Extracted text.
Ask HN: Bad Application Architecture Example? - haidrali

I am going to explain architecture of a product on which i am currently working under a Software Lead who has +8 years of development experience.<p>We are building a school management system on Rails and Laravel ... in short we are building a BACK END of a product not only two different servers but also on two different languages &amp; technologies i.e. Logging, User Management  in Rails Accounts, Academics in Laravel while our front end is in AngularJS<p>According to me this is the perfect example of pathetic architecture because one request from client to Account or Academic module  will invoke n HTTPS calls to other servers ( for logging and user management purposes). And biggest mistake is both Laravel and Rails are accessing same Database<p>There are may other scenarios where one can easily figure out that we are doing it completely wrong<p>I have tried so much to understand and try to make some sense out of this architecture but unable to do so. My lead insist this the better architecture It will increase performance of the application<p>Please suggest me Is my Software Lead is RIGHT ... i think NO then what should i do should i leave the company because its effecting my learning as well as patience or should i continue working ....

Items from a labeling collection:
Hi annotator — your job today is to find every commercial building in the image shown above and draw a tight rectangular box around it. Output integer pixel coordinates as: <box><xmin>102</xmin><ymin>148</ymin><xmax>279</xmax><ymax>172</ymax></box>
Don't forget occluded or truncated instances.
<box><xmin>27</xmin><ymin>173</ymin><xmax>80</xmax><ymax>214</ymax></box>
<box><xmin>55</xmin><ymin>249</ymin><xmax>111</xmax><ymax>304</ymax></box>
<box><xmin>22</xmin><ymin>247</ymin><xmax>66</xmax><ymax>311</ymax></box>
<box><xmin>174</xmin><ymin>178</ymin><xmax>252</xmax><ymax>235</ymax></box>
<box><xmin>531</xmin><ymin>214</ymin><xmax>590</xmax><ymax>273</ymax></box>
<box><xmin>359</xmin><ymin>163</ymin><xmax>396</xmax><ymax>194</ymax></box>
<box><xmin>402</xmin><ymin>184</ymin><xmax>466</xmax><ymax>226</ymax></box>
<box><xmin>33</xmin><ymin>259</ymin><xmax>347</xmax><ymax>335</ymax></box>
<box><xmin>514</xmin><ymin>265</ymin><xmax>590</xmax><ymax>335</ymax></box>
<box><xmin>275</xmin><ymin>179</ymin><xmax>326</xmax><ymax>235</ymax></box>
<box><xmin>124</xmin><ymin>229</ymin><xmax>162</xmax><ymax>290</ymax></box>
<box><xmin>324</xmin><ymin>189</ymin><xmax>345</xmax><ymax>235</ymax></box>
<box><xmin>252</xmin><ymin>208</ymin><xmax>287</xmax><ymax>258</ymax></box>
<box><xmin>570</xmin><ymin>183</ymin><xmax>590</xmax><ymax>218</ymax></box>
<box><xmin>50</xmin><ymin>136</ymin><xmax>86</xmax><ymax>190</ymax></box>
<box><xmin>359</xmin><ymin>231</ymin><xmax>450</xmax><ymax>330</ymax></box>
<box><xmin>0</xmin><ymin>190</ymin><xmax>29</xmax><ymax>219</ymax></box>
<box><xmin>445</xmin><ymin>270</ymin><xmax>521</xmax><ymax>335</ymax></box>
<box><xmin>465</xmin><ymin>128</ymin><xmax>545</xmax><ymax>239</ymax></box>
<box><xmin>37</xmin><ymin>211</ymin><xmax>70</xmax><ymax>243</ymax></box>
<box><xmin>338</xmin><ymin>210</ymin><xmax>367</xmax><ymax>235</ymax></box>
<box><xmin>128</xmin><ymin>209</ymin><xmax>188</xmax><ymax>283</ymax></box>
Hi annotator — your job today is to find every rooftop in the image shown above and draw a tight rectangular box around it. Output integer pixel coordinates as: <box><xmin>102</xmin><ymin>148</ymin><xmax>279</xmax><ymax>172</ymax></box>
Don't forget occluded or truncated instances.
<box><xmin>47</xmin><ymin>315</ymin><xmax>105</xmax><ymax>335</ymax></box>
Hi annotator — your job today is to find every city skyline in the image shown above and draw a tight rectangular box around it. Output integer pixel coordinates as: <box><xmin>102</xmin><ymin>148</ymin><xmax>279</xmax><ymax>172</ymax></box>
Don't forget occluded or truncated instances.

Exercise instructions.
[1] Answer these questions from the Ask HN post about the school management system architecture:
(a) Which technology handles logging and user management?
(b) What is the front end built in?
(c) What does the lead say this architecture will increase?
[2] Extend the Ask HN post about the school management system architecture, picking up after its final sentence.
These records come from a separate source, not from the Ask HN post.

Answers given.
[1]
(a) Rails
(b) AngularJS
(c) The performance of the application

[2]
======
kasey_junk
It is impossible to determine if anyone is right/wrong with this limited
amount of information. This does sound overly complicated for a proof of
concept or early stage application.

That said, I've worked on tons of apps that had different languages, different
servers, different services etc. And nothing about 2 different code bases
talking to the same database is in and of itself bad (in fact many RDBMS are
optimized for this case).

------
matt_s
Ask the Lead some questions about that architecture. For example, is there a
deeper reason or rationale for different middleware on user mgmt and logging
vs. academics? Is it possible they will need to scale the academics side, but
not the user management?

Or more often the case is usually nothing technical at all. Probably someone
less technical said "I like [Rails|Laravel|X] use that". If that person is in
a position of power, the Lead may have been forced into it if that technology
is "someone's baby" so to speak.

Unfortunately, political, bureaucratic and non-technical reasons are common in
technology choices. You may leave and find the same scenario some place else.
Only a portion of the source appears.